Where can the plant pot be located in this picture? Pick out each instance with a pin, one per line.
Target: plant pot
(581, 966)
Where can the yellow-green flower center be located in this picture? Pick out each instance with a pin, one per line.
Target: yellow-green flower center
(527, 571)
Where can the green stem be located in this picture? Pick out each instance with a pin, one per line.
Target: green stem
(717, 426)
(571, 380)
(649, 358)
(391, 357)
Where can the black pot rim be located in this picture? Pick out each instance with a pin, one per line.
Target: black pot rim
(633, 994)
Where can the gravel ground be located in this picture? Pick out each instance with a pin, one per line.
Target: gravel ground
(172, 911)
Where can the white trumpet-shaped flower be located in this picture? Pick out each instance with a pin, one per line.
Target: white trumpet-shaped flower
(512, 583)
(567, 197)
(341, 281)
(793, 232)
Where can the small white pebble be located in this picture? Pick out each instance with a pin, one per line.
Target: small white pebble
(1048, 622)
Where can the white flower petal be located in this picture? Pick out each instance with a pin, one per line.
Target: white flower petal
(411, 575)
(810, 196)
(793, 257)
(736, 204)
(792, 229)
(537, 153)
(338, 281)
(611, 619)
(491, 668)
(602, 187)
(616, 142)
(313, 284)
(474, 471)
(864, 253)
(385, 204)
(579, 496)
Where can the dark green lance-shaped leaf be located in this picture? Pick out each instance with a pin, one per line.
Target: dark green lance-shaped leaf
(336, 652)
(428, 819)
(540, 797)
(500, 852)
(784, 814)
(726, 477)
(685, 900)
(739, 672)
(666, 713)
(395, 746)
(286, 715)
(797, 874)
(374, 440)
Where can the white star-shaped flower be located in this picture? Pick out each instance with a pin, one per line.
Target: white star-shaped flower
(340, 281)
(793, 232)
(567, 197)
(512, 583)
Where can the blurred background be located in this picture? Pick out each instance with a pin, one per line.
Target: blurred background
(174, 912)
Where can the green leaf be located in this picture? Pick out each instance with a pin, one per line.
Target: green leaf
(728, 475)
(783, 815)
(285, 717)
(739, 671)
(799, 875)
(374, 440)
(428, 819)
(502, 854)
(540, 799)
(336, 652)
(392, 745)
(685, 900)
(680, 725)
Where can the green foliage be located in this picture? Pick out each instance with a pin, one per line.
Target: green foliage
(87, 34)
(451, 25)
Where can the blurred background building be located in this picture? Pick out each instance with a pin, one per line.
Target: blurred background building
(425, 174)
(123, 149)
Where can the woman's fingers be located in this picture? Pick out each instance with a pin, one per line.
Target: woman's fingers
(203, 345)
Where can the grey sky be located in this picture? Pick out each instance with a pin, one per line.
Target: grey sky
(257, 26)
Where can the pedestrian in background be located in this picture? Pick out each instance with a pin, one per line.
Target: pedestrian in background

WHAT YOU SHOULD DO:
Return every entry exactly.

TASK RESULT:
Where can the plant pot be located in this picture? Pick out each instance with a pin, one per line.
Target: plant pot
(581, 966)
Where can the yellow-green flower center be located in this picture? Pick out each instance with a pin, one per line.
Target: yellow-green flower center
(527, 571)
Where can the green stem be located in this picture? Pick out each instance with a pin, one per line.
Target: green stem
(717, 426)
(571, 380)
(649, 358)
(391, 357)
Where can the black pot rim be located in this picture? Pick out each instance with a pin, one per line.
Target: black pot rim
(633, 994)
Where can the gravel ground be located in this picture? Pick out each instance with a pin, one per line.
Target: gravel ground
(172, 911)
Where can the white trumpet-shaped flower be located in this picture? Pick out each instance with a pin, one per line.
Target: white trumpet-shaped flower
(512, 583)
(567, 197)
(341, 281)
(793, 232)
Where can the small white pebble be located in this picture? Pick out each instance with a pin, one per line.
Target: small white pebble
(1048, 622)
Where can the white flower petal be located in this picture? Pick out each instance with a pin, one per line.
Target: white flower petal
(411, 575)
(810, 196)
(793, 257)
(736, 204)
(792, 229)
(537, 153)
(338, 281)
(611, 619)
(491, 668)
(602, 187)
(616, 142)
(313, 284)
(474, 471)
(864, 253)
(385, 204)
(579, 496)
Where can the dark green lance-shaped leaf be located in this picture? Pick out each instance with a pin, one per line.
Target: dark green lance-shaped leaf
(336, 652)
(428, 819)
(540, 797)
(500, 852)
(784, 814)
(726, 477)
(685, 900)
(739, 672)
(666, 713)
(395, 746)
(286, 715)
(797, 874)
(374, 440)
Where can the white star-shaped flower be located in this picture? Pick out each instance with a pin, one per line.
Target: white star-shaped flower
(340, 281)
(793, 232)
(567, 197)
(512, 583)
Where can the blurred background be located in this picture? Pick out each instance with a pin, one per line.
Target: blurred background
(174, 912)
Where can the green leaf be located in this picture? Pick out each instance with a pin, one per line.
Target: green leaf
(728, 475)
(783, 815)
(285, 717)
(739, 671)
(799, 875)
(374, 440)
(428, 819)
(502, 854)
(540, 799)
(336, 652)
(392, 745)
(685, 900)
(680, 725)
Where can the green foliage be located in this picture? Pick out each instance with a pin, one per line.
Target: green foliage
(87, 34)
(451, 25)
Where can the blurred background building be located in this picture? Pick out each instance with a pin, one per line.
Target: blurred background building
(425, 174)
(123, 149)
Where can the woman's fingers be located in this picture? Pick out each instance with a pin, one per line.
Target: woman's fingers
(203, 345)
Where can the grey sky be located in this picture? Pick out each instance with a pin, one per line.
Target: grey sky
(257, 26)
Where can the pedestrian in background be located in this picture? Pick out each instance with a pin, one per line.
Target: pedestrian in background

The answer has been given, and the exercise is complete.